── Text passage ──

We've heard a lot about the Speculation Tax coming to parts of British Columbia, without know exactly what it is going to look like.
This week the BC Government finally tabled the new Tax, which has yet to be voted on.
The BC areas affected are -:
- municipalities within the Capital Regional District
- municipalities within the Metro Vancouver Regional District, excluding Bowen Island, the Village of Lions Bay and Electoral area A, but including UBC and the University Endowment Lands
- the City of Abbotsford
- the District of Mission
- the City of Chilliwack
- the City of Kelowna and the City of West Kelowna
- the City of Nanaimo and the District of Lantzville
All residential property owners in the designated taxable regions will have to complete an annual declaration to claim any relevant exemptions. Where there are multiple owners of a home, a declaration must be completed for each owner.
Further information on how to declare will be mailed to all owners of residential property within the taxable regions by mid-February.
For 2018, the tax will be levied at:
0.5% of the property’s assessed value for all properties subject to the tax
For 2019 and subsequent years, the tax will be levied at:
2% for foreign owners and satellite families.
0.5% for British Columbians and other Canadian citizens or permanent residents who are not members of a satellite family.
The tax will be levied on owners who own the property on December 31 of each taxation year.
There are a variety of Exemptions.

───
── Raw data ──

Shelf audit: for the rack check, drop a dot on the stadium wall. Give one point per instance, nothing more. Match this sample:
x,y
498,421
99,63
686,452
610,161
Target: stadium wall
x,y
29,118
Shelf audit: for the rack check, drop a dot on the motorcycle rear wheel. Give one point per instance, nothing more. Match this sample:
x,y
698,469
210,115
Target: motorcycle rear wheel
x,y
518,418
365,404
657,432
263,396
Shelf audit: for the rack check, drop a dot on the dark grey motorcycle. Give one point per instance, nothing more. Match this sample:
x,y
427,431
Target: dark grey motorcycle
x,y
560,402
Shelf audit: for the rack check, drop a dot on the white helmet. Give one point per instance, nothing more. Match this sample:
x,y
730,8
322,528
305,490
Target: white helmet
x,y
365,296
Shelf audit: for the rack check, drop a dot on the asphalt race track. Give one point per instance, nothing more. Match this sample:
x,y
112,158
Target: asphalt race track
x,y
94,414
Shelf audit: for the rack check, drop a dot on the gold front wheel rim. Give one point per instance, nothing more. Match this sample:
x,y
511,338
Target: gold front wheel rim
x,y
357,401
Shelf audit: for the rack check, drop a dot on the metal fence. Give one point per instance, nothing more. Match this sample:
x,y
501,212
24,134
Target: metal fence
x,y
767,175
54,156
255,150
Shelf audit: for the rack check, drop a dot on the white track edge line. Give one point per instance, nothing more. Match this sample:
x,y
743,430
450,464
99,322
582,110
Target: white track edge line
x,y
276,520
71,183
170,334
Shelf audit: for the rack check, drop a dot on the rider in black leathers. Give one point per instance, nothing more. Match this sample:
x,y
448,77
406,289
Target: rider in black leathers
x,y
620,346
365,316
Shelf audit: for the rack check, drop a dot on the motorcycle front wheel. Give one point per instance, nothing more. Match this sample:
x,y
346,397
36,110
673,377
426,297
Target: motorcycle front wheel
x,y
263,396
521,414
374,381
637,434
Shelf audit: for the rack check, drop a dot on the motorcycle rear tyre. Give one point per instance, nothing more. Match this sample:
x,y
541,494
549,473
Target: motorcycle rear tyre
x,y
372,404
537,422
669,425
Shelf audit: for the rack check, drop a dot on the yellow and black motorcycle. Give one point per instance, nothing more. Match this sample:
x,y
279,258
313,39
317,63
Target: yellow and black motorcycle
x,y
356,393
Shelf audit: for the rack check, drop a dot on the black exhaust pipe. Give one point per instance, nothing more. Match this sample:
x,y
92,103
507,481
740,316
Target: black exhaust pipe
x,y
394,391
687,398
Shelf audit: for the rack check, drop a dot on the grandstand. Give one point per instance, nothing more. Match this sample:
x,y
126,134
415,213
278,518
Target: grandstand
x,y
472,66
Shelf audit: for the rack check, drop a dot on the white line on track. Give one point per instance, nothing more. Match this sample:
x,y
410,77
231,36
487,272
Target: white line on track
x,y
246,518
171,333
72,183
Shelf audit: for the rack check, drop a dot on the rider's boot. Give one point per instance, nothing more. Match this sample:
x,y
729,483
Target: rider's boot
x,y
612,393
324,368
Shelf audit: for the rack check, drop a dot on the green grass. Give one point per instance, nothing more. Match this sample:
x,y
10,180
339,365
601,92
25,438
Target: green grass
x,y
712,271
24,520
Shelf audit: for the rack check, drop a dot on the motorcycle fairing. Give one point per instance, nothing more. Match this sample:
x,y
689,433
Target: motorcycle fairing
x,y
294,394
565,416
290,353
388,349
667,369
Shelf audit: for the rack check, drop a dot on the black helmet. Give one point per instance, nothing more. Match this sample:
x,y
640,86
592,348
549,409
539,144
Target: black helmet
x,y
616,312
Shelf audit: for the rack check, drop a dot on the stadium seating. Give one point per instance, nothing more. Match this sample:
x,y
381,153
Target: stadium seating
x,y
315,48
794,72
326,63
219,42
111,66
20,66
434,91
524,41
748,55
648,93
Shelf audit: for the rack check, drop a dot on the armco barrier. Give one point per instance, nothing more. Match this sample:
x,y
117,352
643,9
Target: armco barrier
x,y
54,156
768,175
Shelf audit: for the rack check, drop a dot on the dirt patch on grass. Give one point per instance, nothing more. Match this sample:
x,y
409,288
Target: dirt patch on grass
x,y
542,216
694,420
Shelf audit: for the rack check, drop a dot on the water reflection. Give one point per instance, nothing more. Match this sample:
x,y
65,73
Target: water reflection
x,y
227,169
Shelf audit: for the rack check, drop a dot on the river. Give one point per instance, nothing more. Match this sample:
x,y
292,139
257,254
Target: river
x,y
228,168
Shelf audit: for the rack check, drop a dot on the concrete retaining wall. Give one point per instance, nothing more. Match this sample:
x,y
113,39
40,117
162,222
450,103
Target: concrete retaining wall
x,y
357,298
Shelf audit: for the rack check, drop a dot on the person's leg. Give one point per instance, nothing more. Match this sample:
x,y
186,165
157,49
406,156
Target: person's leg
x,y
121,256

───

◆ **Required actions**
a: In the article on the British Columbia speculation tax, translate this sentence into Spanish: "The tax will be levied on owners who own the property on December 31 of each taxation year."
b: Continue the article on the British Columbia speculation tax from its last sentence onward.

◆ **Your written answers**
a: El impuesto se aplicará a los propietarios que sean dueños de la propiedad el 31 de diciembre de cada año fiscal.

b:
Exemptions for Individuals
- Principal residence exemptions
- Rental exemptions
- Exemption for hazardous or damaged property
- Medical exemption for second home
- Year of acquisition exemption
- Spousal separation exemption
- Bankruptcy exemption
- Exemption upon death
- Exemption for testamentary trusts for minors
- Exemption for properties with rental restrictions
- Exemption for strata accommodation unit
- Licensed daycare exemption
- Vacant land exemption
- Other exempt properties and entities
Rental exemptions are available for homes occupied by tenants. To qualify for an exemption, the home must be occupied for at least six months of the year in increments of one month or longer. For 2018, tenants need to occupy for only three months in increments of one month or longer for the owner to qualify for this exemption.
Only one residence must be rented for the property to be exempt.
- Arm’s-length rentals – All owners will be eligible for a rental exemption in respect of an arms-length tenant, so long as there is a written tenancy agreement in place under the Residential Tenancy Act and the tenant resides at the property.
- An arm’s-length tenant is a business-only relationship: anyone other than a non arms-length tenant.
- Non-arm’s-length rental exemption – Owners who are Canadian citizens or permanent residents of Canada, but not satellite families, will also be eligible for the rental exemption in respect of non arms-length tenant so long as the residence is the tenant’s principal residence. Non-Canadians may be able to claim an exemption in respect of a non arms- length tenant in very limited circumstances.